(Records for the task Opens)

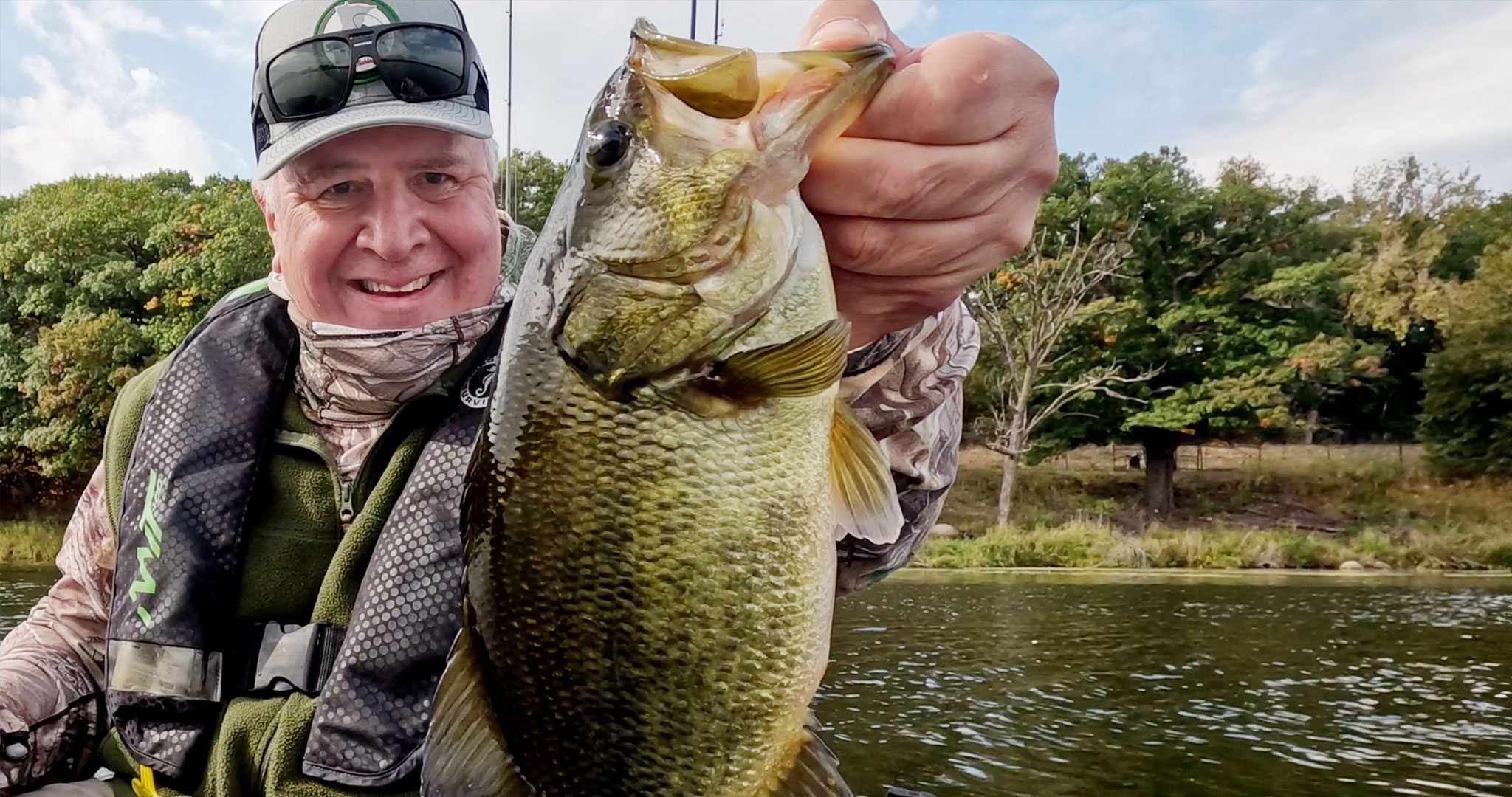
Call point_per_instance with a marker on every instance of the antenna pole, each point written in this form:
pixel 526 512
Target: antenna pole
pixel 509 120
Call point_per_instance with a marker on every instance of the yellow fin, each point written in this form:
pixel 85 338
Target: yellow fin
pixel 862 494
pixel 464 752
pixel 802 366
pixel 815 772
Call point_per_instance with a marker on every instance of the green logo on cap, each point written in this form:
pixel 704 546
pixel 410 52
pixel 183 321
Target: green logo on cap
pixel 353 14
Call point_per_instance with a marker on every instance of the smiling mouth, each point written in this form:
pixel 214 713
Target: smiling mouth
pixel 372 286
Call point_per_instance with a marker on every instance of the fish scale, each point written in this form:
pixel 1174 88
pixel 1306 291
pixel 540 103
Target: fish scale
pixel 652 513
pixel 610 542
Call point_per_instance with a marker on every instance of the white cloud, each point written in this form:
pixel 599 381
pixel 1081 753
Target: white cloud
pixel 89 112
pixel 1435 85
pixel 564 52
pixel 94 114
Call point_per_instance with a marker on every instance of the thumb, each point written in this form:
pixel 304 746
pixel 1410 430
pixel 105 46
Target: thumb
pixel 838 24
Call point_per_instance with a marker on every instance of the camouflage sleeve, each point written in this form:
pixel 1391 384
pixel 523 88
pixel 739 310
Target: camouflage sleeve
pixel 907 389
pixel 52 664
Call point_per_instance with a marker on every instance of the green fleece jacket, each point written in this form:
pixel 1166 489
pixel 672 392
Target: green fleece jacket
pixel 301 565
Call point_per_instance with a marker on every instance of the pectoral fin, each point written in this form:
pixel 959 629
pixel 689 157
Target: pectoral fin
pixel 865 500
pixel 815 772
pixel 464 752
pixel 802 366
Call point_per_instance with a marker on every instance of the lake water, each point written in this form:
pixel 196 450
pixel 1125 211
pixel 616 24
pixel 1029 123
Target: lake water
pixel 1168 684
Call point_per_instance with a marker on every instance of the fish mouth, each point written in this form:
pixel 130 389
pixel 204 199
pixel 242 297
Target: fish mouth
pixel 794 100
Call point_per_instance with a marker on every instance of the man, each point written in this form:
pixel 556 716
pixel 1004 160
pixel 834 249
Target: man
pixel 265 492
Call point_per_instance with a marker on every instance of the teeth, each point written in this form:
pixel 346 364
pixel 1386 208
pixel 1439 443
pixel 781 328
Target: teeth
pixel 379 288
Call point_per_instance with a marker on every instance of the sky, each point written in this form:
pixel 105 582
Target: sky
pixel 1313 89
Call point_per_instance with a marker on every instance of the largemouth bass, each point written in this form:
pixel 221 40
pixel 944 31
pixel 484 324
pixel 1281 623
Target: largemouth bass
pixel 652 511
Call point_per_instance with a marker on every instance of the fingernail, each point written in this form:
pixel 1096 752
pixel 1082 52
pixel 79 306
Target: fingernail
pixel 844 32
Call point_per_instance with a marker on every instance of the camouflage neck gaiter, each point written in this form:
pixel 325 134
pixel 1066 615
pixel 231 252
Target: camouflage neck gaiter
pixel 350 382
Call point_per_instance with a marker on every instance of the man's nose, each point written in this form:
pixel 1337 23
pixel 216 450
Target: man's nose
pixel 395 226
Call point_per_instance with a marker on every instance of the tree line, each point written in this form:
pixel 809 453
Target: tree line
pixel 1164 311
pixel 1180 311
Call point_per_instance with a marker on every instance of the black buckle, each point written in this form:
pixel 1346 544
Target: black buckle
pixel 294 657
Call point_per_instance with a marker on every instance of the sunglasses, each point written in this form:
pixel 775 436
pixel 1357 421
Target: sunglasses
pixel 419 63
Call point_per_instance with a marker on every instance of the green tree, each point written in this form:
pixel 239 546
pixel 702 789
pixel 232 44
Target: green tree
pixel 1230 297
pixel 100 277
pixel 1467 409
pixel 536 183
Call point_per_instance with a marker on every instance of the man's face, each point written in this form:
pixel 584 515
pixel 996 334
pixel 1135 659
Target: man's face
pixel 386 229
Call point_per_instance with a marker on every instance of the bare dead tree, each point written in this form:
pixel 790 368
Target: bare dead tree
pixel 1025 308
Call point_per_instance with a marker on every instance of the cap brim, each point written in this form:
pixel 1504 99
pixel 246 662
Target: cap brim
pixel 307 135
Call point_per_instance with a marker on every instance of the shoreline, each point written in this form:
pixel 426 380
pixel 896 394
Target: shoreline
pixel 1065 549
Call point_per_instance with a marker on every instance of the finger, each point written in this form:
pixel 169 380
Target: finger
pixel 838 24
pixel 961 89
pixel 876 306
pixel 901 180
pixel 917 249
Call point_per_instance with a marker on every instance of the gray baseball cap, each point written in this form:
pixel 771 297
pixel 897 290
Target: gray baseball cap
pixel 369 103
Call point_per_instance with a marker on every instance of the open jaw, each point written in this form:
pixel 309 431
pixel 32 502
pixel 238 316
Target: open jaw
pixel 391 289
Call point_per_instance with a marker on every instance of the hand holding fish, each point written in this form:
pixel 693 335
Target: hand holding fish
pixel 939 180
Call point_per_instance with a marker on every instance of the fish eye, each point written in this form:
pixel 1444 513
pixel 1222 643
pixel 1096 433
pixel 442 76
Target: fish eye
pixel 608 142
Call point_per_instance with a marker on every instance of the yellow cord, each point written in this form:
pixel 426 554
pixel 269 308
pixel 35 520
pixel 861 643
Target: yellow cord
pixel 142 784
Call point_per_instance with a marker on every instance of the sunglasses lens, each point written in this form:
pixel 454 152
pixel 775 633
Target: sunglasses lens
pixel 310 79
pixel 422 64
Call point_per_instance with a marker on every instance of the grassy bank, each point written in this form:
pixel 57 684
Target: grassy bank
pixel 29 542
pixel 1274 507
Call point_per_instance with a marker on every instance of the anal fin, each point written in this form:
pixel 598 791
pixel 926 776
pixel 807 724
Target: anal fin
pixel 464 752
pixel 815 772
pixel 862 494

(Records for the task Closes)

*About this exercise:*
Look back at the entries above and repeat, unchanged, every line from the line holding "pixel 1346 544" through the line holding "pixel 232 44".

*Output below:*
pixel 1346 544
Target: black buckle
pixel 294 657
Call point_per_instance with a marker on every instance of the sunglasses, each point written in this form:
pixel 775 436
pixel 1357 421
Target: sunglasses
pixel 419 63
Call point_per_instance with a marker on every instance of the green tree, each point written in this form:
pixel 239 546
pixel 702 789
pixel 232 44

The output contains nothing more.